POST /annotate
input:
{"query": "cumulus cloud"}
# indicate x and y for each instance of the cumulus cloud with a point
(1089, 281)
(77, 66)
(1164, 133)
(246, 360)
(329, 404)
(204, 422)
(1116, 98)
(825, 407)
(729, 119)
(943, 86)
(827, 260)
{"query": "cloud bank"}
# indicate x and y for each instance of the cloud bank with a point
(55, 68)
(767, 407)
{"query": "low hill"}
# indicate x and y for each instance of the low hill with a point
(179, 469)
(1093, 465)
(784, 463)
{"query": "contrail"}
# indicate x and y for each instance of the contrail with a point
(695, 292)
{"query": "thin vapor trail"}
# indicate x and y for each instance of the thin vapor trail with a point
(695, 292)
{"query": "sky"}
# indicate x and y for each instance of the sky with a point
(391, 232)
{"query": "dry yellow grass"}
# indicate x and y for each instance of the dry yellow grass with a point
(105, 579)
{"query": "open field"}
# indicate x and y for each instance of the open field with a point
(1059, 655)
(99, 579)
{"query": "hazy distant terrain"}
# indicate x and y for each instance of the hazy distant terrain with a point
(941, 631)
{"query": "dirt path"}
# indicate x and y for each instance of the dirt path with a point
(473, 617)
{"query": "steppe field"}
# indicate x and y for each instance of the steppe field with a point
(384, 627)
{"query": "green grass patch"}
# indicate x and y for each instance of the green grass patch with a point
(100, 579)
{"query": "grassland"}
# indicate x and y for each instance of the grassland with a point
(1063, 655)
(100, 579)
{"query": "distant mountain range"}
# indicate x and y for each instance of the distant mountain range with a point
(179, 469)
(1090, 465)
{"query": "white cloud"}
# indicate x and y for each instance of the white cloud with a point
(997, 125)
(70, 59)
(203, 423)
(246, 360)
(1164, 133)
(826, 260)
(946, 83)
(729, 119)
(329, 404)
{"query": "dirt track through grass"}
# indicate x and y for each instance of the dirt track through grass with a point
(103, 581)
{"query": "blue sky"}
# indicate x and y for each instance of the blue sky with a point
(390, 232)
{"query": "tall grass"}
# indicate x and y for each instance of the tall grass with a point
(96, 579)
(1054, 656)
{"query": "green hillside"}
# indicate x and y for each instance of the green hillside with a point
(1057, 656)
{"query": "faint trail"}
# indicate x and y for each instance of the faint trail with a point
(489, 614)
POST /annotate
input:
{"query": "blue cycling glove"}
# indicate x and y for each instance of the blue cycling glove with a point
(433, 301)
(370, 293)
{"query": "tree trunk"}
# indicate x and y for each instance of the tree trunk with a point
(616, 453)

**Task requirements**
Reproduce every entry shown above, precisely as it stands.

**Exercise answer**
POST /annotate
input:
{"query": "cumulus cloud"}
# indicate x and y for each instance of the cumulus cloud with a point
(1089, 281)
(77, 66)
(1164, 133)
(246, 360)
(329, 404)
(204, 422)
(1116, 98)
(825, 407)
(729, 119)
(943, 86)
(827, 260)
{"query": "cloud bank"}
# indicate x and y for each instance of the cloud bank with a point
(55, 68)
(767, 407)
{"query": "low hill"}
# indicate x and y for each instance of the low hill with a point
(179, 469)
(1093, 465)
(784, 463)
{"query": "contrail"}
# indicate x and y for each instance of the contrail with a point
(695, 292)
{"query": "thin vapor trail"}
# indicate x and y for each instance of the thin vapor trail with a point
(695, 292)
{"query": "sky"}
# indicate x and y for each instance of the sky with a point
(391, 232)
{"query": "dry yellow grass"}
# indicate x and y for each instance of the dry yellow grass with a point
(105, 579)
{"query": "open field"}
# indicate x and y for each instance of the open field with a point
(1059, 655)
(99, 579)
{"query": "hazy distant terrain"}
# indicate x and y for each instance of the hazy distant terrain with a point
(941, 631)
{"query": "dirt path"}
# indicate x and y for each instance of the dirt path with a point
(473, 617)
{"query": "steppe field"}
# indicate x and y for each instance of the steppe field with a point
(384, 627)
{"query": "green grass patch"}
# indicate x and y for each instance of the green grass patch with a point
(100, 579)
{"query": "grassland"}
# indicate x and y for each instance of the grassland with a point
(1063, 655)
(100, 579)
{"query": "distant mountain range"}
# indicate x and y for each instance of the distant mountain range with a point
(179, 469)
(1090, 465)
{"query": "white cloud"}
# indicate x and y for each instance of the white cloud with a point
(997, 125)
(70, 59)
(203, 423)
(246, 360)
(1164, 133)
(826, 260)
(946, 83)
(729, 119)
(329, 404)
{"query": "dirt track through grass"}
# indicate x and y for each instance of the dirt track through grass with a point
(103, 581)
{"query": "blue sky"}
# indicate x and y for each instance of the blue sky with a point
(390, 232)
{"query": "tall grass"}
# indicate x and y for each instance of the tall grass with a point
(96, 579)
(1054, 656)
{"query": "green hillside"}
# indicate x and y for each instance of the green hillside with a point
(1057, 656)
{"query": "faint trail"}
# indicate x and y for each instance of the faint trail with a point
(489, 614)
POST /annotate
input:
{"query": "blue cycling glove"}
# indicate x and y for each instance of the blue cycling glove with a point
(433, 301)
(370, 293)
{"query": "tree trunk"}
# indicate x and y for each instance of the tree trunk with a point
(616, 453)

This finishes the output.